*** Text passage ***

Transparency in Public Budget

The Pay Gap in the Public Service Status and Proposed Mitigation Measures

The Pay Gap in the Public Service Status and Proposed Mitigation Measures

As a part of the efforts exerted at this front, AMAN and the Civil Society Team for Enhancing Public Budget Transparency, which AMAN (CSTEPB) takes its secretarial steering wheel, prepared a series of reports and working papers in contribution to the diagnosis and dissection of the reasons and implications of this crisis and the possible mitigation measures. ‘Government Spending: Areas of Rationalization and Austerity’2 , one of the key papers on the issue, concluded that the public expenditure system suffers from a structural imbalance. The latter results from the lion’s share the payroll bill continues to hold of the public expenditure (i.e. 50-60% distributed almost equally between the civil and security sectors). The paper also unveiled a considerable imbalance in the payroll system of the PNA staff. The rub lies in the gaps and discrepancies between the salaries of the civil and security servants at different levels. As data stands, the average employee salary in the security sector exceeds that in the civil by about 15%. Another discrepancy was spotted between the salaries of management staff and other employees within the very sector, be it civil or security. These initial results are supported by the Gini Coefficient, which measures the level of inequality in the salaries of public sector employees. As the UNDP Human Development Report stands,3 Gini ratio was 34.5% for Palestine during 2011-2015.

*** End of Text passage ***

### Work task 1
Translate into Spanish the following sentence from the passage on the public service pay gap: "As data stands, the average employee salary in the security sector exceeds that in the civil by about 15%."
### Work task 2
According to the passage on the public service pay gap, what was the Gini ratio for Palestine during 2011-2015?

*** Provided material ***

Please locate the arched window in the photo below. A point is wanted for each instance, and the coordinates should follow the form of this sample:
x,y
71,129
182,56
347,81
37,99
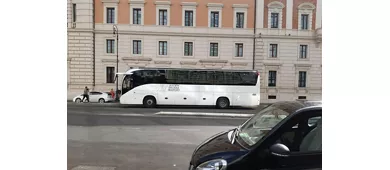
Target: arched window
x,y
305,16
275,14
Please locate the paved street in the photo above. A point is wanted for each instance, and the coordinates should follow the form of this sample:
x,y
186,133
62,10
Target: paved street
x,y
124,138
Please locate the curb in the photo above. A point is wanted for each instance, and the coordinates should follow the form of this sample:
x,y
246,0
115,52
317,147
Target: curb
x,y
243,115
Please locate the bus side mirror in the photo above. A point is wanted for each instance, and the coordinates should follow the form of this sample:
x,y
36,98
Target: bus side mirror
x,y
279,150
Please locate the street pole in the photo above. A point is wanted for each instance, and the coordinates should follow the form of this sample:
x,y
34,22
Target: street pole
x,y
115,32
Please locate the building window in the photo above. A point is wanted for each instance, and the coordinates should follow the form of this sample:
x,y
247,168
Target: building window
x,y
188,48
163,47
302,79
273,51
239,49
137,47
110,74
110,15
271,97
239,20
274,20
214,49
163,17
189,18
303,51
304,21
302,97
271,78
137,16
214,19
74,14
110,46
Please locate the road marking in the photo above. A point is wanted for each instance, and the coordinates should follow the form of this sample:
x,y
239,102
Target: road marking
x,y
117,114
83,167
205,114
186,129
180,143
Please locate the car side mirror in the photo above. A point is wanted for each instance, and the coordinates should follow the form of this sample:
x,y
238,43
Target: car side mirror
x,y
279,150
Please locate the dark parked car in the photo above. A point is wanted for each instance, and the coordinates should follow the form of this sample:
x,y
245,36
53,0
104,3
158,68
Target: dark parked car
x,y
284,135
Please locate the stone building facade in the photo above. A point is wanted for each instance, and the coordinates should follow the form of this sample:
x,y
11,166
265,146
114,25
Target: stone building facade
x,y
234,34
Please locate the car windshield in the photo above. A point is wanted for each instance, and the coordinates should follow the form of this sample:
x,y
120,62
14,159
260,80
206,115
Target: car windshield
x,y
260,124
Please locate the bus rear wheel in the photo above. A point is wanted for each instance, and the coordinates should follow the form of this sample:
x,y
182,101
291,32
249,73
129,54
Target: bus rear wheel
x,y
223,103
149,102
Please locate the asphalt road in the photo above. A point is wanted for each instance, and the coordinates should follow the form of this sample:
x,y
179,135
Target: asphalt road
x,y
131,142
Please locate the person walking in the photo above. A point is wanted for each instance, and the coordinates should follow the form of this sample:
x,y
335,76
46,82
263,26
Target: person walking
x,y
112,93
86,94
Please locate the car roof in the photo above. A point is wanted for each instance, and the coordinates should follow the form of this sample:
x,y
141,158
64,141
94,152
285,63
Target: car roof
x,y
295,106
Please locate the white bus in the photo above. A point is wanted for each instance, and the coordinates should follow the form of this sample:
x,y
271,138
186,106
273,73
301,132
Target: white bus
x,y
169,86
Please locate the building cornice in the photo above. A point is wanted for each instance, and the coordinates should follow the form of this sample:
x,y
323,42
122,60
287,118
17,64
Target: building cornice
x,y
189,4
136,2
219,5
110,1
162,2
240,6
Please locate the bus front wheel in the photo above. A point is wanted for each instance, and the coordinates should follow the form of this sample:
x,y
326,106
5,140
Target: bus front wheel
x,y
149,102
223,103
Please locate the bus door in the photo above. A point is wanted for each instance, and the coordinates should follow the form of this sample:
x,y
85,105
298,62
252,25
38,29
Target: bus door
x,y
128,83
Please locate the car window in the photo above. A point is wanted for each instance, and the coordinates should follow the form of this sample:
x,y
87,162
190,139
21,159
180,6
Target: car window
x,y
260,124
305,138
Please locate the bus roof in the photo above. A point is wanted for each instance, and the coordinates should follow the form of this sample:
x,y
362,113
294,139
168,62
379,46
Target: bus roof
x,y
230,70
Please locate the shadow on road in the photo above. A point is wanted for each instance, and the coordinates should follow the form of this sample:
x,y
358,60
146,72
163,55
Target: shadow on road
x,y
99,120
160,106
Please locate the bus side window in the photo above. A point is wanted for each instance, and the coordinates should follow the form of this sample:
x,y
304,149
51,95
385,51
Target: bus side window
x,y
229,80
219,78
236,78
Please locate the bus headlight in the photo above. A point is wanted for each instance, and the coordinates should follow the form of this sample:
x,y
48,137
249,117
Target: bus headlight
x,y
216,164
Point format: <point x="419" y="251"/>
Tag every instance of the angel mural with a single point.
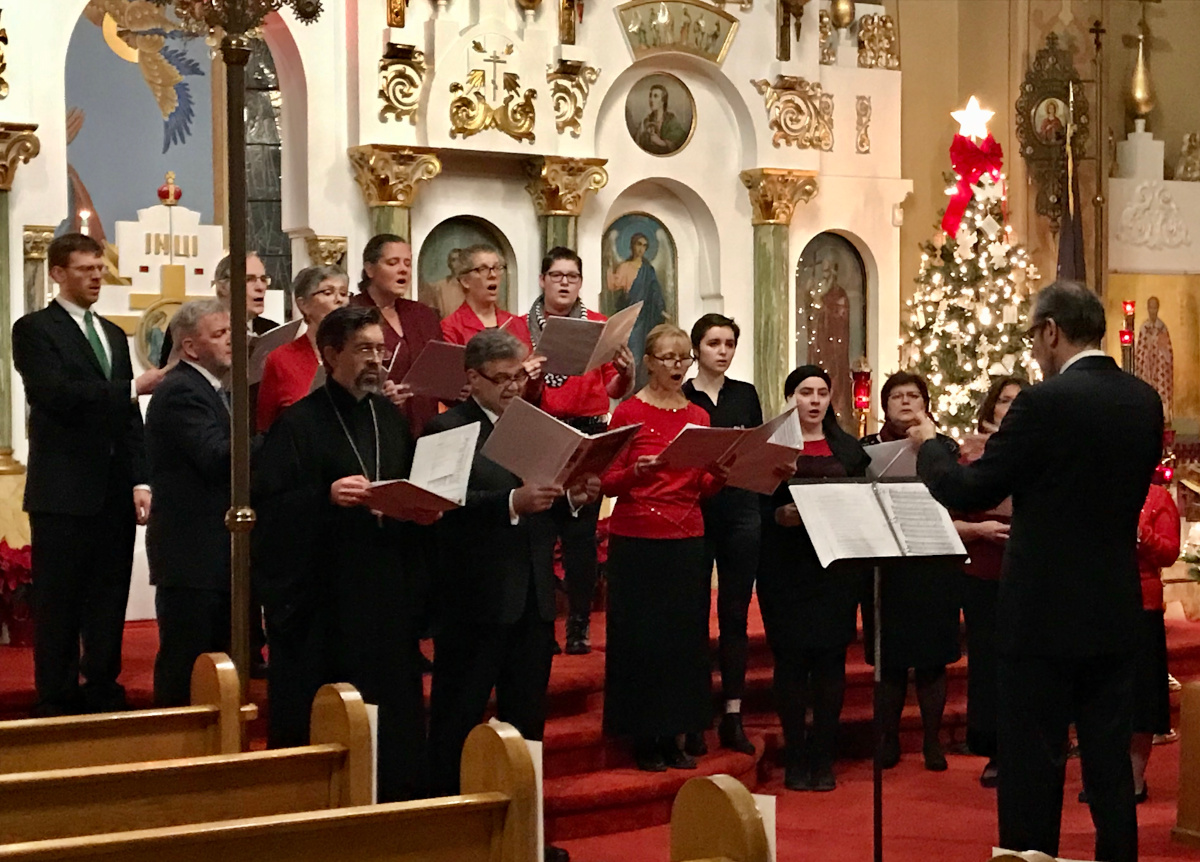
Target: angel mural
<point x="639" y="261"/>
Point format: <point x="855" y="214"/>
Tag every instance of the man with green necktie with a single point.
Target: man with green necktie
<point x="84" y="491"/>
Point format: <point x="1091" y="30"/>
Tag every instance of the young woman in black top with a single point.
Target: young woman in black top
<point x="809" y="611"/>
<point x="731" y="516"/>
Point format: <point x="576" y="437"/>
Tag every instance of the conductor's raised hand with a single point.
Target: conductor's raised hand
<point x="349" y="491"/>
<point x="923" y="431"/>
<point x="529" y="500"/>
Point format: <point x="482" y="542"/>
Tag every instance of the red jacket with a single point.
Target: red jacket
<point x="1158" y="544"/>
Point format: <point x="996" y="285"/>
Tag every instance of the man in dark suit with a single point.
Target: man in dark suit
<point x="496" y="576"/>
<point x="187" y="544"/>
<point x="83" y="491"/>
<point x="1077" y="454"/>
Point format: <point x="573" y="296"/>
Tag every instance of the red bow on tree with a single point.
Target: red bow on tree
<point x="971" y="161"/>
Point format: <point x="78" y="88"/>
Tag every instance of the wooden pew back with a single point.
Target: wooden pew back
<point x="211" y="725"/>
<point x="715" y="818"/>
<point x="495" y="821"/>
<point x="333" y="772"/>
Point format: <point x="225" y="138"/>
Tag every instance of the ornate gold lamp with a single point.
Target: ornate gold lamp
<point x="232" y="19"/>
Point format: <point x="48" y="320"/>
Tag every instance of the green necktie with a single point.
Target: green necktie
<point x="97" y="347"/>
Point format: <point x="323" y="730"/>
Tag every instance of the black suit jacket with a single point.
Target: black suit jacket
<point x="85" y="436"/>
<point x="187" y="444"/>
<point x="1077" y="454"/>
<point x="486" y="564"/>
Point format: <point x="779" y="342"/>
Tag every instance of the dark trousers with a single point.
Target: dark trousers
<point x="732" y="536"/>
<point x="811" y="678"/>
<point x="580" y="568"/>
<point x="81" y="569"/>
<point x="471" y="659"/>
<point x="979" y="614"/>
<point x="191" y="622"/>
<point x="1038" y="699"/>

*** End of Provided material ***

### Written reply 1
Según los datos, el salario medio de los empleados del sector de seguridad supera al del sector civil en aproximadamente un 15 %.

### Written reply 2
34.5%